Un épais dossier renseigne l’enquête approfondie du Comité de confiscation des profits illicites qui eut lieu après-guerre, base selon laquelle Bignou fut condamné en 1947 à payer une lourde amende sur lesdits profits. Toutefois la Commission nationale interprofessionnelle d’épuration, qui mena sa propre enquête, disculpa Bignou de toute suspicion de collaboration le 24 mars 1947, ce qui en fin de compte a considérablement réduit l’amende en question20

L’aspect sans doute le plus incriminant du dossier « Confiscation des profits illicites » est une chemise contenant des documents allemands qui montrent que Bignou s’est prévalu d’un laissez-passer convoité lui permettant d’utiliser librement son automobile (une Packard avec chauffeur) dans toute la France occupée. Le laissez-passer original, signé en 1941 par Felix Kuetgens du Kunstschutz à Paris21, a été renouvelé en 1944 par Hermann Bunjes. Ce dernier, directeur de la Deutsche Kunsthistorische Forschungsstätte à Paris, fut « Referent für Kunstschutz und Kultur » à Paris sous le commandement militaire allemand durant l’Occupation ; il était le premier agent personnel de Göring en matière d’art en France, et étroitement lié à l’Einsatzstab Reichsleiter Rosenberg22. Ce sauf-conduit précisait que Bignou achetait des peintures de grande valeur pour les musées allemands. Il stipulait également que le contact de Bignou était le marchand munichois Eugen Bruschwiller – un ami proche d’Adolf Hitler et de Heinrich Hoffmann qui, grâce à l’influence personnelle de Martin Bormann, devint un acheteur important pour le musée de Linz (envisagé par Hitler)23

Le fait que Bignou ait obtenu un tel laissez-passer peut être interprété comme une preuve de collaboration, il peut être aussi attribué au fait qu’il fut l’objet d’intimidation de la part d’Allemands de haut rang dans le Paris occupé, qui l’auraient pressé d’obtenir des tableaux pour eux. Il est intéressant en effet que selon ces mêmes archives, le héros de la Résistance Henri Storoge a témoigné en faveur de Bignou : grâce à ce laissez-passer, ce dernier assurait selon lui des services de transport et de liaison en tant que membre de la 6e section de Ceux de la Résistance (CDLR). Alors qu’obtempérer aux exigences des Allemands n’avait rien de facultatif après la capitulation de la France, participer activement à la Résistance était une activité dangereuse et volontaire.

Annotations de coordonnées
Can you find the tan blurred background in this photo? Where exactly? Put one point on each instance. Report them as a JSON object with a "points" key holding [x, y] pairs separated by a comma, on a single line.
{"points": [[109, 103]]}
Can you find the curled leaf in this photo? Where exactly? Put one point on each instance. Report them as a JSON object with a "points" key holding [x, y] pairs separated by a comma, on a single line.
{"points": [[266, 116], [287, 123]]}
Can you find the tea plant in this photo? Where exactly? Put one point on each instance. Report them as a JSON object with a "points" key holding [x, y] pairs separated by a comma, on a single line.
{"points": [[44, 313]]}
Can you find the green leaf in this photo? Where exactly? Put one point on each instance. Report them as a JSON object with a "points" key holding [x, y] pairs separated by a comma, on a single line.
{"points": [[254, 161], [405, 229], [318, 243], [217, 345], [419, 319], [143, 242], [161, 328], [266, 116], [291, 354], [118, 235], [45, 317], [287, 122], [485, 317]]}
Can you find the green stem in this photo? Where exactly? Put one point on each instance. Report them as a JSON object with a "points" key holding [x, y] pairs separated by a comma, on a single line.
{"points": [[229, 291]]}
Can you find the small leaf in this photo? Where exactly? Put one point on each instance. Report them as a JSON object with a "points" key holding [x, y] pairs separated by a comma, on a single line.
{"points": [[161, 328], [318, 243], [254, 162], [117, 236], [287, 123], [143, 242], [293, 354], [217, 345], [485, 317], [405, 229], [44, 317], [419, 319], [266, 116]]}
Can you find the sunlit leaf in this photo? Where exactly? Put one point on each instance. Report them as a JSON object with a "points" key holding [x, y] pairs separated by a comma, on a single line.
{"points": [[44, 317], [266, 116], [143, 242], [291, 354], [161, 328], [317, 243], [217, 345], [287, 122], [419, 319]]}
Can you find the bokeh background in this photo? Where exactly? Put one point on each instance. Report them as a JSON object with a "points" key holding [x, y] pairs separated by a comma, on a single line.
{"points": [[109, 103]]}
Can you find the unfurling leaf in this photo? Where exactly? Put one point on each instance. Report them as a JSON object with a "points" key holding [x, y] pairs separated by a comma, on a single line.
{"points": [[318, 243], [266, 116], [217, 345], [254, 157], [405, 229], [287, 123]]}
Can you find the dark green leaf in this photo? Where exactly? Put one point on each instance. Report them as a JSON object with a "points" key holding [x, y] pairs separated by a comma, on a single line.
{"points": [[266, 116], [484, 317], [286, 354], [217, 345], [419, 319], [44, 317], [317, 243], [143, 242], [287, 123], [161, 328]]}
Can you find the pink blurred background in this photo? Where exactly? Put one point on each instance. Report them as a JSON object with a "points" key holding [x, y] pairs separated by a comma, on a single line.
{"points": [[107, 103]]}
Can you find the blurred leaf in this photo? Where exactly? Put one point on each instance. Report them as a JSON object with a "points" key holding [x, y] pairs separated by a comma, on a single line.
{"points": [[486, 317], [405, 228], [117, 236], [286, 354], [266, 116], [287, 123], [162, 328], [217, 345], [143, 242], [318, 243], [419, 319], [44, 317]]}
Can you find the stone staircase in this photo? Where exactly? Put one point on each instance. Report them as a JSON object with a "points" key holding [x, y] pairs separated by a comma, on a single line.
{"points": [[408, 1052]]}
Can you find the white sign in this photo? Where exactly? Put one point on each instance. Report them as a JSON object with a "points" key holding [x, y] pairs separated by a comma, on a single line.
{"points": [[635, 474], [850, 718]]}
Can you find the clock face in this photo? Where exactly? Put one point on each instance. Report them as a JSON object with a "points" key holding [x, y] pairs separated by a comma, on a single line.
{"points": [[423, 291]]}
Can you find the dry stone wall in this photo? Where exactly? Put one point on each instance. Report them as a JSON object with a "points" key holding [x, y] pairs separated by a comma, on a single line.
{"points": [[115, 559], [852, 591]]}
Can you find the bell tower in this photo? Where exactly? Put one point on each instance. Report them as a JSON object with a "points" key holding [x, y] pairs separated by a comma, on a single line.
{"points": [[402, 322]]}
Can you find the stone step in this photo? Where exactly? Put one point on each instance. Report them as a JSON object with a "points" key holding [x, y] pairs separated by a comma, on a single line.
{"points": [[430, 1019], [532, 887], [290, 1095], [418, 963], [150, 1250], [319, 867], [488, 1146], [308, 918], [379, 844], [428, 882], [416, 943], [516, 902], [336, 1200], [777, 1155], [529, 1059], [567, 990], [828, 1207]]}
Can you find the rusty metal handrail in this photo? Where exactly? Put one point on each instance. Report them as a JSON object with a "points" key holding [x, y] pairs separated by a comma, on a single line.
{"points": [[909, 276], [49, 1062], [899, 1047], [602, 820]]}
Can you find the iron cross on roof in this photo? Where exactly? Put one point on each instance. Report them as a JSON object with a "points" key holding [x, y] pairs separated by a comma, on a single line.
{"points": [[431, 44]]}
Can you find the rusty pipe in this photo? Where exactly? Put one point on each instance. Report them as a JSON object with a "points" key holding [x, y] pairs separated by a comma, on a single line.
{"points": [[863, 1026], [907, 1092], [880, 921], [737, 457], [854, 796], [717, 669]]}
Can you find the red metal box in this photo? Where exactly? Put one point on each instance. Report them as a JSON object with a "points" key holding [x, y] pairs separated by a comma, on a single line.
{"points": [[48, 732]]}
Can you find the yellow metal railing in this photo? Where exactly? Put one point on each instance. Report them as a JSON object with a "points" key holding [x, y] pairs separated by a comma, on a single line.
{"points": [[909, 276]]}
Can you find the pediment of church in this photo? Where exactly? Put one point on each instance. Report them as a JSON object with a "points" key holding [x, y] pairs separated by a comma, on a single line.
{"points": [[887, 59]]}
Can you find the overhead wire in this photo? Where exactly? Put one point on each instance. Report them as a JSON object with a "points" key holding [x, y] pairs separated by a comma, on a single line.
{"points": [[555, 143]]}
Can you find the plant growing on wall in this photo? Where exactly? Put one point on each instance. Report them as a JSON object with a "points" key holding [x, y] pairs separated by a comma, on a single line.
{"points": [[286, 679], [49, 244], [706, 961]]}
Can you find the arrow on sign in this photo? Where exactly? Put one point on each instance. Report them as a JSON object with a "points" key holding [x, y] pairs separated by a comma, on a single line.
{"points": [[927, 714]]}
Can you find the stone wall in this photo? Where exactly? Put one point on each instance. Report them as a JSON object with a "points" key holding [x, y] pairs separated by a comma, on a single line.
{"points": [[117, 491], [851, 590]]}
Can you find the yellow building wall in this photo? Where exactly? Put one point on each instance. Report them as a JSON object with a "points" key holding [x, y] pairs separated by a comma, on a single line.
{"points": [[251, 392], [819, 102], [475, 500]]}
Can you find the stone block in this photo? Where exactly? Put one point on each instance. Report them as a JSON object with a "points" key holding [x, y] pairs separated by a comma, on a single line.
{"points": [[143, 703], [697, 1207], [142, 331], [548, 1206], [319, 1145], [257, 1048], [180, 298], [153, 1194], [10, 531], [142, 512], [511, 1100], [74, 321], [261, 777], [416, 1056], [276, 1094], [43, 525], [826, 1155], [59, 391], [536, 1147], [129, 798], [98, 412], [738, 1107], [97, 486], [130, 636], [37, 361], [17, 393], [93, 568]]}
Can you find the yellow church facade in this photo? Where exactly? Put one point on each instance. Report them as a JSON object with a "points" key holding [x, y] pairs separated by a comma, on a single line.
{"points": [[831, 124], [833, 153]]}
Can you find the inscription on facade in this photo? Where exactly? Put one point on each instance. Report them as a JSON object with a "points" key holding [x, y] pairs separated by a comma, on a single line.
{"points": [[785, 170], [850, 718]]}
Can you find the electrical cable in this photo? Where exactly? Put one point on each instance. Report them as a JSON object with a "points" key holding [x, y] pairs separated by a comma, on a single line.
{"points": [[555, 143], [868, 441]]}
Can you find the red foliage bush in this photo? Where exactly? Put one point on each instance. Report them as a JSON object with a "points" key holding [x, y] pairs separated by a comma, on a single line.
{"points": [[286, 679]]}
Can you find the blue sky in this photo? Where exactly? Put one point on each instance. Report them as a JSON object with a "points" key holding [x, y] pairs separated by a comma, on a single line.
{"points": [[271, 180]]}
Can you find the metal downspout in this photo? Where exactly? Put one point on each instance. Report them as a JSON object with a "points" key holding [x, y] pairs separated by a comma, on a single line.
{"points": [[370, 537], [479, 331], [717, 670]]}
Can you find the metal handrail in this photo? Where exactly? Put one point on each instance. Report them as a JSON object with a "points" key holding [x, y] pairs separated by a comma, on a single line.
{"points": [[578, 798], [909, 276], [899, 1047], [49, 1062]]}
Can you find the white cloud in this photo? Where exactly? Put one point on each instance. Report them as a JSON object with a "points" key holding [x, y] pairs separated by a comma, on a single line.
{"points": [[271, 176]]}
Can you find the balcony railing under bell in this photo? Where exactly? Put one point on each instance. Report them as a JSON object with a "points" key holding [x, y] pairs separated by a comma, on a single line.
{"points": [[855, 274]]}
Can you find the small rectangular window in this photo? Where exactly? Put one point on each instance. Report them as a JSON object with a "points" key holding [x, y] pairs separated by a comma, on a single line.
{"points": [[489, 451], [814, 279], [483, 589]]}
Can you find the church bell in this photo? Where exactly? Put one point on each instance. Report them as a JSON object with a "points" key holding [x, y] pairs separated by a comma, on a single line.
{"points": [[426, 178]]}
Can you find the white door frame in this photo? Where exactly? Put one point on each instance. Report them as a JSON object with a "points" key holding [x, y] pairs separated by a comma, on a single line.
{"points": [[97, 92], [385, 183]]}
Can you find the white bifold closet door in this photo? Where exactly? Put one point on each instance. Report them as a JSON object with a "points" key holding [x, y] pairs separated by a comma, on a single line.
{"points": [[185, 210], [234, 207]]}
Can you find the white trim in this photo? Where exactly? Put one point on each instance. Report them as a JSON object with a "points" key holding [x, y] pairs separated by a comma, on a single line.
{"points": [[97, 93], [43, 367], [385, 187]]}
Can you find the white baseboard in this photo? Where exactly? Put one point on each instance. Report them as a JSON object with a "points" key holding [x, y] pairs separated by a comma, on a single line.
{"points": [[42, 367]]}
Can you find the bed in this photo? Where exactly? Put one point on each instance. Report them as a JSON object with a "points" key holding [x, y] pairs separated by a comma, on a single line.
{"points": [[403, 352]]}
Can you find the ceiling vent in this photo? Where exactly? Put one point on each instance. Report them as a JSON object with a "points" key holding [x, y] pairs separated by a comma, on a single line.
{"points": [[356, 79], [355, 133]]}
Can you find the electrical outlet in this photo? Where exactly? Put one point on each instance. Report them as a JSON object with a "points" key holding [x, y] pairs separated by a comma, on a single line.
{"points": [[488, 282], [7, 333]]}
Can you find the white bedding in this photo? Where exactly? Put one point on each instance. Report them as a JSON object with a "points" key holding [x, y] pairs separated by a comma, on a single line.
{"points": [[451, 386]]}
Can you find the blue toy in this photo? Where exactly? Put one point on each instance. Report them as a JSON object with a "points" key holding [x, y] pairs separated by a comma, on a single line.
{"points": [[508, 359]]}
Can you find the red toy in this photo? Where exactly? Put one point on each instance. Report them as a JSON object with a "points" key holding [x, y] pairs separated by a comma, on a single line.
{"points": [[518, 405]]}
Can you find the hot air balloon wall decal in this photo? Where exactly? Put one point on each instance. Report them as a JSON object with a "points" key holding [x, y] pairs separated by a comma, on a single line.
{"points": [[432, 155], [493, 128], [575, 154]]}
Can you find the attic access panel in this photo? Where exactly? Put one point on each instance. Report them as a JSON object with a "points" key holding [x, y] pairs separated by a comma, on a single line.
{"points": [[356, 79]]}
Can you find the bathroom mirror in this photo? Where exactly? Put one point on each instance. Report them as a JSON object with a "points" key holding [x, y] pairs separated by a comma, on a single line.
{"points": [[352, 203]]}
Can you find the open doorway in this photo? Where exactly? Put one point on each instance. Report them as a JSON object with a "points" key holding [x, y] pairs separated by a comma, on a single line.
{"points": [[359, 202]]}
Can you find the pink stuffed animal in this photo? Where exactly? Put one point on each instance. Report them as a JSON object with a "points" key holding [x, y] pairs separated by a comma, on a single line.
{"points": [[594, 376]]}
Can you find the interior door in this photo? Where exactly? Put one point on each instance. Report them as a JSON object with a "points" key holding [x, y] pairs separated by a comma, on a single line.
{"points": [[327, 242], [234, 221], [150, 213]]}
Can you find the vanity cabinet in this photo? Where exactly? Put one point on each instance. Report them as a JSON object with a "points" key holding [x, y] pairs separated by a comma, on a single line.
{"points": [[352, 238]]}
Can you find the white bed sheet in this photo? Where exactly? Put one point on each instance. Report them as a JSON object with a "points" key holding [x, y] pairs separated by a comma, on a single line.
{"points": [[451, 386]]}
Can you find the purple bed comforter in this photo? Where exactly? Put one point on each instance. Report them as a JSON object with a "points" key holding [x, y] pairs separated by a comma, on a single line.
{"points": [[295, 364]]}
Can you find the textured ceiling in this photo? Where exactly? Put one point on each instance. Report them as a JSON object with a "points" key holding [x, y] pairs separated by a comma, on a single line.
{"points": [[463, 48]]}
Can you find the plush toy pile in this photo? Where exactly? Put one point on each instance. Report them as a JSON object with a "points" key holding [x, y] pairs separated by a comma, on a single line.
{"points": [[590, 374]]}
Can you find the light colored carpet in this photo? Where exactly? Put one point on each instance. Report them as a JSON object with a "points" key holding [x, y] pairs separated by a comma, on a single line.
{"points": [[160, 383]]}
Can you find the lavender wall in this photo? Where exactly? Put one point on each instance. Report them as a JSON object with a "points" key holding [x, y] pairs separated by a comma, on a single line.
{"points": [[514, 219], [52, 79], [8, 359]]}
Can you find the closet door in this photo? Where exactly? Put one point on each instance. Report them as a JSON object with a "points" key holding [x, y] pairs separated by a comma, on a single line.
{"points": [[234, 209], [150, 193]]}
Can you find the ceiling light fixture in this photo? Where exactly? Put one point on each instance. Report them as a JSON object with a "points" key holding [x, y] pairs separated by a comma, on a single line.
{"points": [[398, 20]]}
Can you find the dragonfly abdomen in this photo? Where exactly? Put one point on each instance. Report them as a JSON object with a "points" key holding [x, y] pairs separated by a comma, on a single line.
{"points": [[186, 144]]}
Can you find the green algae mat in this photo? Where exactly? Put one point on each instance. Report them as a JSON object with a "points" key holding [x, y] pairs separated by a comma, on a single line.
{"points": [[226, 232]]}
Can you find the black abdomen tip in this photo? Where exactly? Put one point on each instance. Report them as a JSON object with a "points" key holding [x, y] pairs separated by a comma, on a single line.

- Travail demandé -
1: D'après l'extrait sur Bignou, les affirmations suivantes sont-elles exactes ? Répondez par oui ou non et citez les mots décisifs du texte. (a) Le laissez-passer de Bignou a été renouvelé en 1944 par Hermann Bunjes. (b) La Commission nationale interprofessionnelle d'épuration a jugé Bignou coupable de collaboration. (c) L'automobile de Bignou était une Mercedes.
2: Selon l'extrait sur Bignou, à quelle section de Ceux de la Résistance Bignou appartenait-il d'après Henri Storoge ?
3: Poursuivez l'extrait sur Bignou à partir de sa dernière phrase.

- Réponses rédigées -
1:
(a) Oui : « a été renouvelé en 1944 par Hermann Bunjes ».
(b) Non : « disculpa Bignou de toute suspicion de collaboration le 24 mars 1947 ».
(c) Non : « (une Packard avec chauffeur) ».

2: À la 6e section de Ceux de la Résistance (CDLR).

3:
L’enquête d’après-guerre s’est principalement concentrée sur les revenus de Bignou en temps de guerre, et ce qui semble avoir été troublant et suspect était essentiellement la richesse considérable de Bignou – bien qu’elle dérivât manifestement de ses activités antérieures en Grande-Bretagne et aux États-Unis – qui dépassait de loin ses ventes en France durant la guerre24. Bien qu’en 1940-1945 Bignou n’ait pas eu accès à ses comptes à la Westminster Bank et à la National Bank of Scotland à Londres ni à la Chemical Bank & Trust à New York, il y eut de nouveau accès après-guerre, ce qui expliquait sa fortune. Le commerce international était son modus operandi depuis deux décennies lorsque la guerre a éclaté. Le commerce avec l’ennemi était bien sûr une tout autre affaire et il l’a reconnu25.  

Le 14 juillet 1949, Bignou écrivit une lettre de 14 pages rejetant les accusations portées contre lui, expliquant, entre autres, que nonobstant les ventes aux musées allemands qu’il avait déclarées, qui avaient été forcées et réduites au strict minimum, il avait travaillé pour la Résistance pendant toute la durée de l’Occupation, au péril de sa vie, et avait reçu plusieurs médailles pour services rendus26

Peut-être a-t-il subi la pression des Allemands, peut-être le fait qu’il perdit ses sources de revenus lorsque tous contacts avec la Grande-Bretagne et les États-Unis cessèrent l’amena à faire du commerce avec l’ennemi27. L’Occupation a produit d’innombrables exemples d’allégeance ambiguë ou fluide en France : la collaboration avec les Allemands allait parfois de pair avec l’aide à la Résistance comme moyen de protéger ses arrières, de concilier patriotisme et intérêt personnel, de garantir sa capacité d’agir, ou simplement d’assurer sa survie28.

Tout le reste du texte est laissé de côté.